__BRIEF__
Exclude all pictures from your copy of the data below, which should otherwise match exactly.

__TASK DATA__
--------------------------------

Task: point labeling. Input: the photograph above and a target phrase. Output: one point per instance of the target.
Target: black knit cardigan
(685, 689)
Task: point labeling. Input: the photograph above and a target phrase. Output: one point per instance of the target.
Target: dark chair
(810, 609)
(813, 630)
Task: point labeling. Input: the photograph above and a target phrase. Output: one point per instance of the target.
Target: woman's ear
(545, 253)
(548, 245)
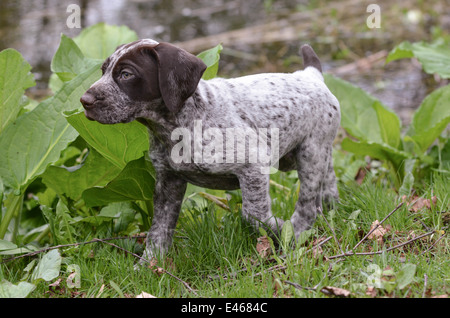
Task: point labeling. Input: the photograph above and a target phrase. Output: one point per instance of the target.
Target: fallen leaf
(145, 295)
(336, 291)
(263, 246)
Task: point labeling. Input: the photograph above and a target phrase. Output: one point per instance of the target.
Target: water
(258, 35)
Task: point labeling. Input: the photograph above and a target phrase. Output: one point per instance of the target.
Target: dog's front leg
(167, 200)
(256, 203)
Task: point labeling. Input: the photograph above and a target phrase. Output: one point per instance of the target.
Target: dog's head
(139, 75)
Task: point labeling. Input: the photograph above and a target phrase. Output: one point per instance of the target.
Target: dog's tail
(310, 58)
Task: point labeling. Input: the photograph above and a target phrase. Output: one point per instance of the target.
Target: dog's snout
(87, 100)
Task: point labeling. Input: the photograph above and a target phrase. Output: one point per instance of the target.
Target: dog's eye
(125, 75)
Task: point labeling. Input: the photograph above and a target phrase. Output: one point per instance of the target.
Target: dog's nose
(87, 100)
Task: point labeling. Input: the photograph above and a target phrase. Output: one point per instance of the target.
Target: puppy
(221, 133)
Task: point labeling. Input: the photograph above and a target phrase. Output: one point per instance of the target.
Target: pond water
(257, 35)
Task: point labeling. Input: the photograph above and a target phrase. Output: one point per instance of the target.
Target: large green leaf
(95, 171)
(119, 143)
(435, 57)
(37, 138)
(101, 40)
(376, 150)
(430, 119)
(21, 290)
(69, 61)
(363, 116)
(48, 267)
(135, 183)
(15, 78)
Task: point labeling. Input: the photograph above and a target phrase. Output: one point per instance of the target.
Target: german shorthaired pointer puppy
(293, 116)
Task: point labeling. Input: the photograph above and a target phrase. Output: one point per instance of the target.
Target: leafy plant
(378, 129)
(77, 166)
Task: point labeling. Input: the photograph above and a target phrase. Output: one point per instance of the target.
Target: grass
(215, 253)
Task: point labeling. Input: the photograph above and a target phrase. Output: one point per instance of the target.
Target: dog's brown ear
(178, 74)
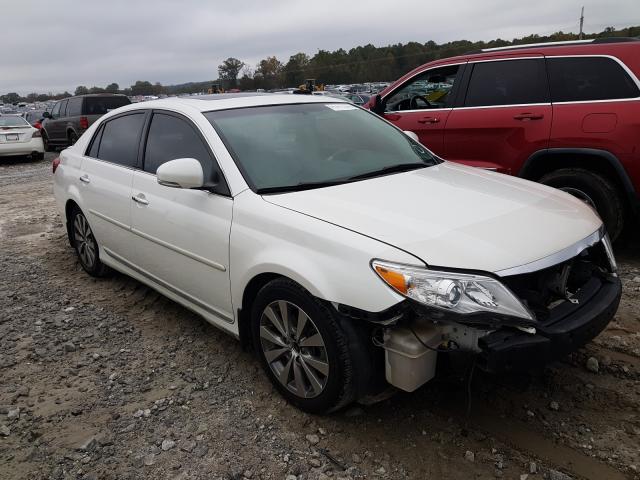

--------------------------------

__TASK ANSWER__
Task: point labeling. Input: the photograph above and a target phrase. Output: one point per instance of the target.
Target: black knit cardigan
(685, 689)
Task: point labeling. Input: the photograph above and a target phrase. Output: one point per instance of the target.
Target: dark chair
(810, 609)
(813, 630)
Task: point labeling. Input: the photograph above and a target phrase. Output: one point per instance of the target.
Target: woman's ear
(545, 253)
(548, 245)
Task: point labeling. Input: the photograph above and a target phrase. Output: one point per instance of the target.
Target: fallen leaf
(145, 295)
(336, 291)
(263, 246)
Task: point labeling. Input: the photograph above and a target phrase. Output: one point per instance of the target.
Target: water
(258, 35)
Task: point labeling. Input: the photograph above and a target phrase. Output: one point per instance of the target.
Target: dog's front leg
(167, 200)
(256, 203)
Task: point labeling. Input: the photograph above and a target phrase. Output: one point per instance of the target.
Target: dog's head
(139, 75)
Task: point labeling. Input: the photograph above and a target phrase. Output: one point per instance of the target.
Target: dog's tail
(310, 58)
Task: point labeling. Input: the photograph above and a target phrase. Output: one point per instance of the target.
Target: dog's snout
(87, 100)
Task: point labeling. Input: the photograph above and a target phrase. Output: one point per instance of the target.
Target: dog's eye
(125, 75)
Task: point labeling. Input: the photograph above and a target phrase. Output: one point per instance of the target.
Target: dog's nose
(87, 100)
Task: point labeling. Input: the photograph above and a target phrase. Output: one point per instance of the target.
Target: puppy
(221, 133)
Task: point labeling. Input: the photograph above and a target phrase. Output: one point per instance of the target.
Target: pond water
(257, 35)
Task: point labeling. Input: the photograph above and a target phrase. Output: one point per instance of the target.
Target: large green leaf
(95, 171)
(119, 143)
(435, 57)
(37, 138)
(101, 40)
(376, 150)
(430, 119)
(21, 290)
(69, 61)
(363, 116)
(48, 267)
(135, 183)
(15, 78)
Task: point labeling. Input: the photograph above and a target phrase. Output: one point per instance of the target.
Target: german shorthaired pointer puppy
(293, 116)
Task: point labeling. Input: the photograph above and a target phrase. Output: one point per instance of the target.
Target: leafy plant
(378, 129)
(77, 166)
Task: point labeling. Input: the photograph above and a target phrase. Output: one point per instance of the target.
Target: grass
(215, 253)
Task: point labeling. Input: the photograph above and a target phrase. Output: one point per instance of the target.
Target: dog's brown ear
(178, 74)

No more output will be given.